▶ _INSTRUCTIONS TO FOLLOW_
What is needed is an exact copy of the line with "Every instance of the pelican leg" and all lines that follow it in the entries below, the last line included.

═══

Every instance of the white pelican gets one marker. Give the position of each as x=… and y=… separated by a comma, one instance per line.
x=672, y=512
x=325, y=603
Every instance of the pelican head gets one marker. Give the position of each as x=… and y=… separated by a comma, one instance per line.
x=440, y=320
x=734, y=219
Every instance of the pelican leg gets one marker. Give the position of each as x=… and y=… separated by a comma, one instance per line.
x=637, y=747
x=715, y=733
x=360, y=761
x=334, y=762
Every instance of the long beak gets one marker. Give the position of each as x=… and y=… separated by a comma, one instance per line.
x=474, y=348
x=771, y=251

═══

▶ _ANSWER TO THIS EXERCISE_
Every instance of the pelican leg gets one marker. Give the position of each as x=… and y=… separated by a comma, one instance per line.
x=637, y=747
x=715, y=733
x=360, y=761
x=334, y=762
Every instance of the long beak gets one marker. Give the position of each as x=… and y=… separated by a comma, one instance per line.
x=474, y=348
x=771, y=251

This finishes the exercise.